**SOURCE TEXT:**
================================

FLEXR GUI: a graphical user interface for multi-conformer modeling of proteins

Stachowski, T.R.; Fischer, M.

doi:10.1107/S1600576724001523

computer programs

JOURNAL OF
APPLIED
CRYSTALLOGRAPHY

ISSN: 1600-5767

Volume 57| Part 2| April 2024| Pages 580-586

https://doi.org/10.1107/S1600576724001523

Open

access

FLEXR GUI: a graphical user interface for multi-conformer modeling of proteins

Timothy R. Stachowski ^a and Marcus Fischer ^a ^*

^aDepartment of Chemical Biology and Therapeutics, St Jude Children's Research Hospital, Memphis, TN 38105, USA
^*Correspondence e-mail: marcus.fischer@stjude.org

Edited by F. Meilleur, Oak Ridge National Laboratory, USA, and North Carolina State University, USA (Received 8 January 2024; accepted 14 February 2024; online 27 March 2024)

================================

**TASK OBJECTIVE:** According to the article header, on what date was the paper accepted? The saved entries are separate material and have no connection to the article header.

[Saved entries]
================================

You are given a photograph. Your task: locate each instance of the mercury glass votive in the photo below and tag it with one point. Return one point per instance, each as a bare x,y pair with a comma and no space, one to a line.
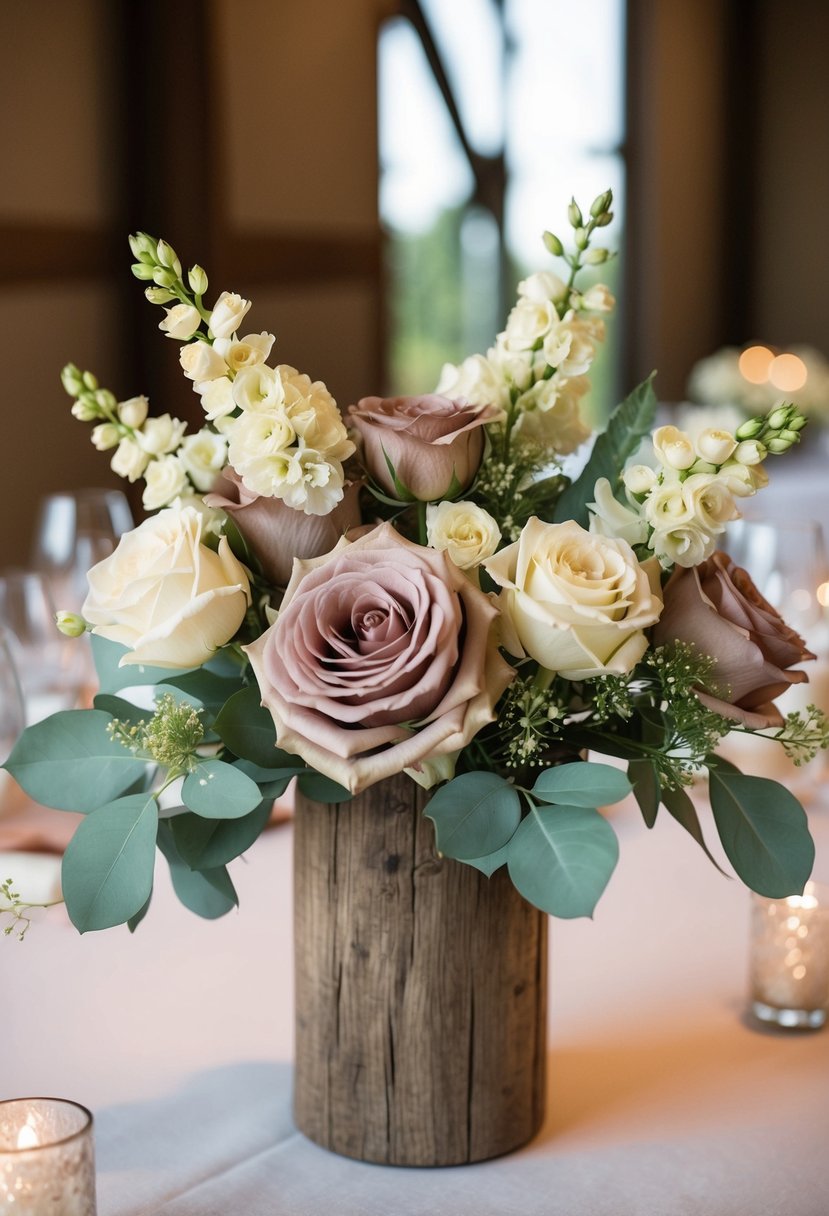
46,1158
789,958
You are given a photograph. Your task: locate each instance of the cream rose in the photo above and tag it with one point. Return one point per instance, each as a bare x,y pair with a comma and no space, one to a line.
382,658
165,595
462,530
577,603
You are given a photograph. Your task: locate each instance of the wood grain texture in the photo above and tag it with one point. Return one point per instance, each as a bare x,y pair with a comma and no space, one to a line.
421,990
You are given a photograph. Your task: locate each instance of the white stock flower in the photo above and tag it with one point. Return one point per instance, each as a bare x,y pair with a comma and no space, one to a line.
161,435
247,352
105,437
258,388
227,314
181,321
715,445
203,456
216,398
134,411
609,517
462,530
577,603
165,479
199,361
674,448
475,381
129,460
171,601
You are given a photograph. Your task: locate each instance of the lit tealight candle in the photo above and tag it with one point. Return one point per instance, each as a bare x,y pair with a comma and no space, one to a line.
46,1158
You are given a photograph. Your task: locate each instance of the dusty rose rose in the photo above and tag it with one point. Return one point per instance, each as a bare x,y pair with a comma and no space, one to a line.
382,657
716,607
275,532
430,442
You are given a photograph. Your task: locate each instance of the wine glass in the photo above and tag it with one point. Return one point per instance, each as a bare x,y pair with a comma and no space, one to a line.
50,668
77,529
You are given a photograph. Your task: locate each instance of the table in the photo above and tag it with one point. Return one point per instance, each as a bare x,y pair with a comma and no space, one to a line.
663,1098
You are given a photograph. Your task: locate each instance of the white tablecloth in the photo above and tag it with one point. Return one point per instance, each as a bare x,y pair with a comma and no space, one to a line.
664,1099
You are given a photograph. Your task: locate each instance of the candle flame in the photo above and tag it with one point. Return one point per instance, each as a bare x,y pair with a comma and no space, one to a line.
27,1137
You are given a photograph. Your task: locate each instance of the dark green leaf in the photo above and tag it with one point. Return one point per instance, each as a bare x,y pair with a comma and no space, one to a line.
629,424
69,763
474,815
763,831
560,859
218,791
646,788
204,844
680,805
582,784
107,871
208,893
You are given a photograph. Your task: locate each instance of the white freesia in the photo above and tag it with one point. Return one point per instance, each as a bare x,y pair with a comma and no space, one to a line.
164,480
258,388
201,361
134,411
227,314
216,398
575,602
165,596
247,352
129,460
161,435
609,517
715,445
181,321
203,456
462,530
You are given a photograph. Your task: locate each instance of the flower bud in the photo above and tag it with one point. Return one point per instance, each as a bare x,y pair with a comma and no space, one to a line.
197,280
167,257
715,446
750,429
106,435
134,411
158,294
71,624
750,451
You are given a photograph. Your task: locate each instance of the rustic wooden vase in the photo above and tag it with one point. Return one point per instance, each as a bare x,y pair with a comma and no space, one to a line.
421,990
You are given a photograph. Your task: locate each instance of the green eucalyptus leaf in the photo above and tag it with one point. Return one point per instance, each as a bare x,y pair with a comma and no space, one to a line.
107,872
560,859
647,788
474,815
69,763
204,844
218,791
763,831
582,784
208,893
630,423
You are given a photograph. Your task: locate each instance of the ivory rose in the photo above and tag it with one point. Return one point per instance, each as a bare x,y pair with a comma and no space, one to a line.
275,532
434,444
382,658
716,607
577,603
165,595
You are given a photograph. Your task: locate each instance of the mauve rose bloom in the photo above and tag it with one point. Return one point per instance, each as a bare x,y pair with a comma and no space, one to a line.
430,442
382,657
716,607
275,532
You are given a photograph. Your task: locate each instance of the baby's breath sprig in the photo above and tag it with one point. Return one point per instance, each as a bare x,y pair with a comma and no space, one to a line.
170,737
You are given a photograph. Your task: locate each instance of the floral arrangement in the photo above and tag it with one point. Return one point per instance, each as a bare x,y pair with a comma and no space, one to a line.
419,587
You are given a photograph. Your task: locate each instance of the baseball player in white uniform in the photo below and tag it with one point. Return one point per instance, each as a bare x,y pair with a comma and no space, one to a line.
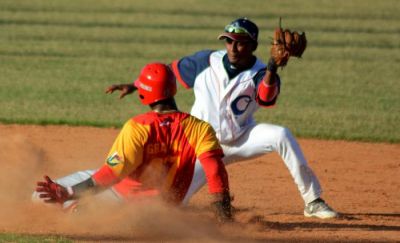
229,86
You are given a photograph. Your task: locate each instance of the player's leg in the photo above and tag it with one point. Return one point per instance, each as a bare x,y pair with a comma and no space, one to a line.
264,138
261,139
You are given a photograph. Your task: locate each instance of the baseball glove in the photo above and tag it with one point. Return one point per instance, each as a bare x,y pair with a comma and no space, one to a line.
287,43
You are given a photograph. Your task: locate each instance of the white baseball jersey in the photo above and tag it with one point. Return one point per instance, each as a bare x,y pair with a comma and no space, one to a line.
228,105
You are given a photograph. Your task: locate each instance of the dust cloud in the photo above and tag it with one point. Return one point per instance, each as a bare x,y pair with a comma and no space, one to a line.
23,163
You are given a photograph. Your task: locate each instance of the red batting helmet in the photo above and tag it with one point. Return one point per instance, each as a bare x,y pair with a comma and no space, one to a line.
155,82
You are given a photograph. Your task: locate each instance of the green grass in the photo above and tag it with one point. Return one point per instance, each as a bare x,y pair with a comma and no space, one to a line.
57,57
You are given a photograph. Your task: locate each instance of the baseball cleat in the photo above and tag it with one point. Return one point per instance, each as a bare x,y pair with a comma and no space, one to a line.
319,209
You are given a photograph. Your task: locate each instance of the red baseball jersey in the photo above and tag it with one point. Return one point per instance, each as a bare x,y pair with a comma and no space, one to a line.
155,154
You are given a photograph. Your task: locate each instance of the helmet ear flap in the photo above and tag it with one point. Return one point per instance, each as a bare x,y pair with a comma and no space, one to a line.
155,82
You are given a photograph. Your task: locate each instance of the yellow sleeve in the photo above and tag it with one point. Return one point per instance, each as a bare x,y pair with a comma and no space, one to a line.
200,135
126,153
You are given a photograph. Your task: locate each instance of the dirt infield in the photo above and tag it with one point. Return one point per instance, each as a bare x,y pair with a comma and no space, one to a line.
360,180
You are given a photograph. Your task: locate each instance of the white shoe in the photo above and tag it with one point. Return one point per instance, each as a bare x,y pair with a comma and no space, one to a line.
319,209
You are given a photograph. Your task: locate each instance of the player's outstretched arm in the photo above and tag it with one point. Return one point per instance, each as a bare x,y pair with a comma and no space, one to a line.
52,192
124,88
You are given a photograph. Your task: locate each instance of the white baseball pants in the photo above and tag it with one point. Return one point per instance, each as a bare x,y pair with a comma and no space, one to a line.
261,139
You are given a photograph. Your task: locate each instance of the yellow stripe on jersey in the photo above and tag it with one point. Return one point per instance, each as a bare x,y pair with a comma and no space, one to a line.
126,154
200,135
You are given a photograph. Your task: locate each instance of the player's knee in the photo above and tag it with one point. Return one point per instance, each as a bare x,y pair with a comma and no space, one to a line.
284,133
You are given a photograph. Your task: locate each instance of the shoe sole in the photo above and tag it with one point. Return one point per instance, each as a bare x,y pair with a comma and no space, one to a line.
320,216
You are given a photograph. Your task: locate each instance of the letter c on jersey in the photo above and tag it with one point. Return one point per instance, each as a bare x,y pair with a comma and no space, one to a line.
240,104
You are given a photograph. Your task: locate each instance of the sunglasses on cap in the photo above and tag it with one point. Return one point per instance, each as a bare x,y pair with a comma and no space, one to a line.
234,29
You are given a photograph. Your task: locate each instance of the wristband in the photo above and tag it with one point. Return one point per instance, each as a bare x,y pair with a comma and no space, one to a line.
70,191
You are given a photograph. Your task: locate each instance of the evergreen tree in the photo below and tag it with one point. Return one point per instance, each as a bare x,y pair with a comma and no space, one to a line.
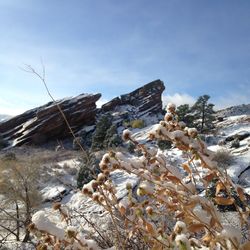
89,169
203,113
185,114
112,138
102,126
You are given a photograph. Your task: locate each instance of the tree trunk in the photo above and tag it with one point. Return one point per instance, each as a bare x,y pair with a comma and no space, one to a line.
17,222
203,117
28,216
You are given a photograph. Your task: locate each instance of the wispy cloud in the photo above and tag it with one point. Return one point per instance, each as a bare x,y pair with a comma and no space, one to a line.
178,99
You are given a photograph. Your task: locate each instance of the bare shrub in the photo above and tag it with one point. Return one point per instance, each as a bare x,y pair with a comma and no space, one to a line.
223,157
137,123
163,192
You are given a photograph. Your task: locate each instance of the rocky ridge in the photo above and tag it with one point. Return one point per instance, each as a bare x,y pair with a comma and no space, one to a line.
146,99
45,123
243,109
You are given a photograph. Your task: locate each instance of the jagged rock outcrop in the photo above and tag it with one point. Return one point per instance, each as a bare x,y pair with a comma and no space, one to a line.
39,125
44,123
146,100
243,109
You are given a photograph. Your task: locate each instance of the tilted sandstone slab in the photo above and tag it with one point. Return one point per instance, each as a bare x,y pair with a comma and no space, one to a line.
44,123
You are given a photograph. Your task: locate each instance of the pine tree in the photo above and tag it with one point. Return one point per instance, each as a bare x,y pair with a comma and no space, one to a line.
185,114
102,126
203,113
112,138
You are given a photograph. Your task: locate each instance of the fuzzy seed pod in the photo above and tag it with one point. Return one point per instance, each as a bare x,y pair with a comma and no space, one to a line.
106,173
101,177
192,132
128,186
56,206
126,134
95,184
32,227
171,108
168,117
149,210
71,232
42,247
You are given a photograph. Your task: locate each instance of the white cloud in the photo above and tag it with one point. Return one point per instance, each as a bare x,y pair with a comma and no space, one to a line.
100,102
178,99
231,100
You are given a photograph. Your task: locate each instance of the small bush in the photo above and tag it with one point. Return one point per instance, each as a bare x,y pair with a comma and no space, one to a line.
224,158
131,147
76,142
3,143
163,145
89,168
137,123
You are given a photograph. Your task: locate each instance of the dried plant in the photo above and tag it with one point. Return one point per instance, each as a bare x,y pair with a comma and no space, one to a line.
163,192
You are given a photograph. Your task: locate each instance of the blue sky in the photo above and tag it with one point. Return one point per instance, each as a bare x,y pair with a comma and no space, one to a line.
112,46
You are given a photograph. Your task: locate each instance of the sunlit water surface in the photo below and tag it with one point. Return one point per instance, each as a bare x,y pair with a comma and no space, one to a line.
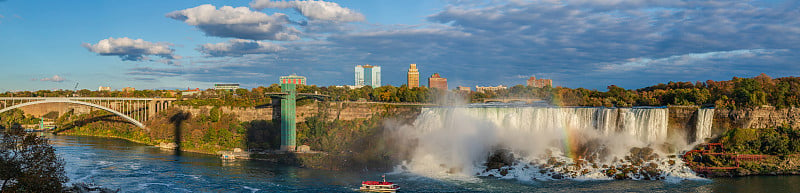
132,167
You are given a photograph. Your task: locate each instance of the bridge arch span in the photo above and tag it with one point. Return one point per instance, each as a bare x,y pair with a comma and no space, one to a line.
134,121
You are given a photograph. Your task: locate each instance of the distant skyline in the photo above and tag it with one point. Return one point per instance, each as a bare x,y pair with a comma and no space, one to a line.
577,43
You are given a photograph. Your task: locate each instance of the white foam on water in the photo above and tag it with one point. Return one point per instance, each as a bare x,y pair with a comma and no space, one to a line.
455,143
253,190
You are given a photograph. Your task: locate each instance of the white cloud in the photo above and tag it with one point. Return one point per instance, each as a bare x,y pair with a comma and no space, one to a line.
684,59
239,47
237,22
131,49
55,78
315,10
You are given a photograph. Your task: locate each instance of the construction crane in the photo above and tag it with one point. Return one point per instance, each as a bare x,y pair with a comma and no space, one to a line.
75,89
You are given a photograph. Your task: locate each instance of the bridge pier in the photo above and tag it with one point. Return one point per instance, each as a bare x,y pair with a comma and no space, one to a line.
288,117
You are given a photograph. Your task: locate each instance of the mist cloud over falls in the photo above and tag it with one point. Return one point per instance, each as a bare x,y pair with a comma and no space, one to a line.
544,143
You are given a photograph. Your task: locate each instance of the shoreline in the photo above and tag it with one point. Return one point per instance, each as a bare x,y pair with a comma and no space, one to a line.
136,141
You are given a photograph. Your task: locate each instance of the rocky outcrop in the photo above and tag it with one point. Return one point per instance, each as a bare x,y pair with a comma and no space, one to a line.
761,117
684,119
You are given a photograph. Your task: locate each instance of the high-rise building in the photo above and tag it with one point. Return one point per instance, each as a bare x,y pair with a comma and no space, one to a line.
436,81
368,75
539,83
413,76
293,79
484,89
226,86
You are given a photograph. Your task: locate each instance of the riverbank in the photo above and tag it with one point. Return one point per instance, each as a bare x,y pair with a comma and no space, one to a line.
745,152
347,140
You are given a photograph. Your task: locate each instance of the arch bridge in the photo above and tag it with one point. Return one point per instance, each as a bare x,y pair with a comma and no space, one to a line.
134,110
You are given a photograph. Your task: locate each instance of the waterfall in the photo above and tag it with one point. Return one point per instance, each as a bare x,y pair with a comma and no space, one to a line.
459,140
705,117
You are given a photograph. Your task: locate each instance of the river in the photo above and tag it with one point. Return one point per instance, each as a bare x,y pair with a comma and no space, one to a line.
132,167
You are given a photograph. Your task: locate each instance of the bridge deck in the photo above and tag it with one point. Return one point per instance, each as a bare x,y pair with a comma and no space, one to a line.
89,98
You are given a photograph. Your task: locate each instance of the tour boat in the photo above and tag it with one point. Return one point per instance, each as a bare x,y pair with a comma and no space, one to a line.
376,186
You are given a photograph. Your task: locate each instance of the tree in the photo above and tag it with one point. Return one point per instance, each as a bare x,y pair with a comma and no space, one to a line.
28,163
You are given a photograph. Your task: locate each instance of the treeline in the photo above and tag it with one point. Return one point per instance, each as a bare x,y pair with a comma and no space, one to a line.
735,93
259,96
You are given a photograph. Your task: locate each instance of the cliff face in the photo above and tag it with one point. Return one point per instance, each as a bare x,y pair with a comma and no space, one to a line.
763,117
684,119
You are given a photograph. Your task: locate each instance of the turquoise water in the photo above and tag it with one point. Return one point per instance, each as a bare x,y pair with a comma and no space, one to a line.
132,167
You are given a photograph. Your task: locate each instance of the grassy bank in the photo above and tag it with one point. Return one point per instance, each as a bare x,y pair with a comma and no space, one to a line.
777,149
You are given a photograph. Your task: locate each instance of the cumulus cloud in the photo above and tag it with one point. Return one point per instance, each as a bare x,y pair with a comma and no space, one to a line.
576,43
237,22
55,78
693,59
315,10
239,47
132,50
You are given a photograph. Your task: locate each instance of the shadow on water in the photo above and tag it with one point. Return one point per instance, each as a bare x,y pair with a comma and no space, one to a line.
84,122
177,121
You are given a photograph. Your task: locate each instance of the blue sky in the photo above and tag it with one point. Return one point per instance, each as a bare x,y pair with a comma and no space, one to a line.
577,43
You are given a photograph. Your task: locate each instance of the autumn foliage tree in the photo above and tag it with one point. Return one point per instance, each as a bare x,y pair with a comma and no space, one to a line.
28,163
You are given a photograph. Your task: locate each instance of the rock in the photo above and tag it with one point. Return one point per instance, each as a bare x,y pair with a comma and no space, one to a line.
304,148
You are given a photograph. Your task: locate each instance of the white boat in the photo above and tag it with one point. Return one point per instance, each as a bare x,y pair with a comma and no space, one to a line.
377,186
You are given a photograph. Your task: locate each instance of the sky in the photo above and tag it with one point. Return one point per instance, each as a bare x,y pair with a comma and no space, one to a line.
148,44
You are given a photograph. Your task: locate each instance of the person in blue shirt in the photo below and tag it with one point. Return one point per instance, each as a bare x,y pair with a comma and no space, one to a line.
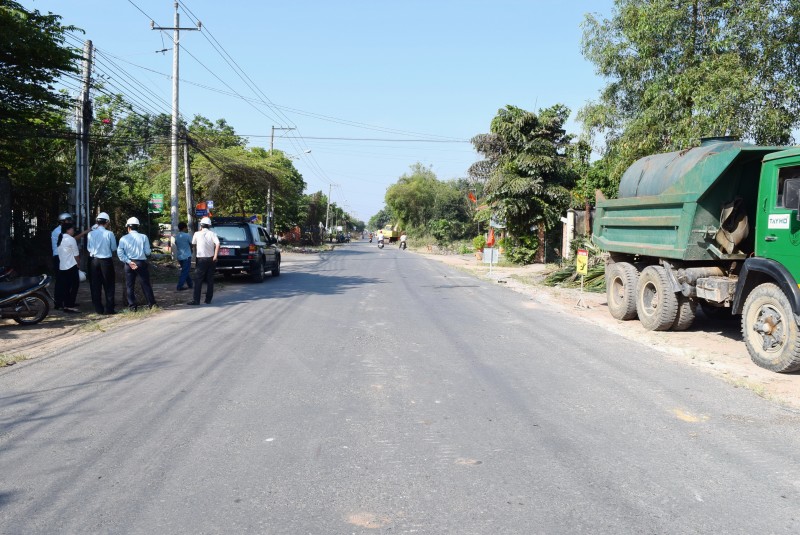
183,248
133,250
101,245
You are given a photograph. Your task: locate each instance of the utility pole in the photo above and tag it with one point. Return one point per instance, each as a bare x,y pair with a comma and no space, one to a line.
270,206
328,208
176,30
82,126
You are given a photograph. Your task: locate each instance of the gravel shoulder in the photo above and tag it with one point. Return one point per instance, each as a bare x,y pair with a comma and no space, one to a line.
712,346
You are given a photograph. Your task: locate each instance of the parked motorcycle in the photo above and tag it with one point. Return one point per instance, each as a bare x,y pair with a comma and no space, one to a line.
26,300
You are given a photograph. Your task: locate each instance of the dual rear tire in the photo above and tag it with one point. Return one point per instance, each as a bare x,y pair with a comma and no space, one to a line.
649,295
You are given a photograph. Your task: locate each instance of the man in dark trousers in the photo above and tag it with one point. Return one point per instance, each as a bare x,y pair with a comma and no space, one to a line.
206,245
101,245
133,250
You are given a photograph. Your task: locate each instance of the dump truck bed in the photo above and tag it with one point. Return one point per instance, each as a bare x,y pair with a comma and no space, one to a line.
670,204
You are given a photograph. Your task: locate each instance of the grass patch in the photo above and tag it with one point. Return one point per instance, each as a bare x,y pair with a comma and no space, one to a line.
757,389
10,360
530,280
92,326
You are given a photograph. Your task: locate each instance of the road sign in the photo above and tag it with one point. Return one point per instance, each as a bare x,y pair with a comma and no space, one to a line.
156,203
582,262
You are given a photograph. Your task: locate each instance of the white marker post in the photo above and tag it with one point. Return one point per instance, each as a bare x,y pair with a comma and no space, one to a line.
582,267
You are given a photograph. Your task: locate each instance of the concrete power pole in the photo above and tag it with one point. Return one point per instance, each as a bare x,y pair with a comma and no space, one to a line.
176,31
187,178
328,208
82,127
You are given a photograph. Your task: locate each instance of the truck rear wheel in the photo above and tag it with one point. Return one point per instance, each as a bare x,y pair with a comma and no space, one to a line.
770,330
687,308
621,278
656,303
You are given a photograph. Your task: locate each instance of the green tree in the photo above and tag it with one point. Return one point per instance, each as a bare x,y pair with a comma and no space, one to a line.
528,174
679,70
33,55
381,219
424,204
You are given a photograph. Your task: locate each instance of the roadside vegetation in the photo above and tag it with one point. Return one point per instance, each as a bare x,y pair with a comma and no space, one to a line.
675,72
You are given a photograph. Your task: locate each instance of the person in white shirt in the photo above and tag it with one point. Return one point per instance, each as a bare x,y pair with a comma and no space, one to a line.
133,250
101,246
206,245
55,235
68,278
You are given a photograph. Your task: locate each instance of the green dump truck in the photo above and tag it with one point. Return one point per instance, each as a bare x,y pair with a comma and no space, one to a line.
715,226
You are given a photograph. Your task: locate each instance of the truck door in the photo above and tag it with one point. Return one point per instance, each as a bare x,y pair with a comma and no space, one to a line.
778,234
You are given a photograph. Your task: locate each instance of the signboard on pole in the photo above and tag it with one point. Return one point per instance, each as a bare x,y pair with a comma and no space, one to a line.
582,262
156,203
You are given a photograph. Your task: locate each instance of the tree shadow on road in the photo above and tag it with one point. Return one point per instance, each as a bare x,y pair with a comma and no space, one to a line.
299,283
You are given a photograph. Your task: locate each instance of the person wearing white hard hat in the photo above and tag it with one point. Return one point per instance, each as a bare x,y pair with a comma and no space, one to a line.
133,250
206,244
101,246
183,249
64,217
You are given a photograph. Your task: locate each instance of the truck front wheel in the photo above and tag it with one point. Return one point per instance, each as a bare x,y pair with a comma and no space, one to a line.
621,278
656,303
770,330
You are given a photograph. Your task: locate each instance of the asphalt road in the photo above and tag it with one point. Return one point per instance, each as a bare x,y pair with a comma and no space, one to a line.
380,392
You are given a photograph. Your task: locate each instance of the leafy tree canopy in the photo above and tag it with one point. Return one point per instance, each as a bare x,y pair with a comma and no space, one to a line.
528,174
679,70
33,56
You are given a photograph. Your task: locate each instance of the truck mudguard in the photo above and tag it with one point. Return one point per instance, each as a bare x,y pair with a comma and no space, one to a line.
775,271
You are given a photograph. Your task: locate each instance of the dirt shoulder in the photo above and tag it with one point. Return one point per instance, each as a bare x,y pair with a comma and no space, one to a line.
713,346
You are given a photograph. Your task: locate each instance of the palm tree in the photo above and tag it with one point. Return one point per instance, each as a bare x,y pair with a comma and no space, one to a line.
526,171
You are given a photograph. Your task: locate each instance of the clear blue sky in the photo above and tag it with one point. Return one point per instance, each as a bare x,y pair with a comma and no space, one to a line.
379,69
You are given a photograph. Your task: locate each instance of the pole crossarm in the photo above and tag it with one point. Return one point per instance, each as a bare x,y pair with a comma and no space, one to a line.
176,30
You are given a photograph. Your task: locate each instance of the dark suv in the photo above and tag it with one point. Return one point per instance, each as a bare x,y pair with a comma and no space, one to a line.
246,247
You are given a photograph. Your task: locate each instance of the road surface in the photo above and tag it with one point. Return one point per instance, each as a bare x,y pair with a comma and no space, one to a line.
374,391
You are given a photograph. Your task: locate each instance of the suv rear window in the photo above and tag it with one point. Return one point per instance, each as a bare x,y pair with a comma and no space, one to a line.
231,233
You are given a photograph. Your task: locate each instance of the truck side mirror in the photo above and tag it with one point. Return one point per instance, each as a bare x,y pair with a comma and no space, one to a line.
791,195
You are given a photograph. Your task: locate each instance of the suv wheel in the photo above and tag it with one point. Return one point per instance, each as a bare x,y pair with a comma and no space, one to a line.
258,274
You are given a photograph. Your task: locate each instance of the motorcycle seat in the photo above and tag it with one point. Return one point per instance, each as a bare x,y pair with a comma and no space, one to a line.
18,285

================================

**RESULT:** 14 February 2024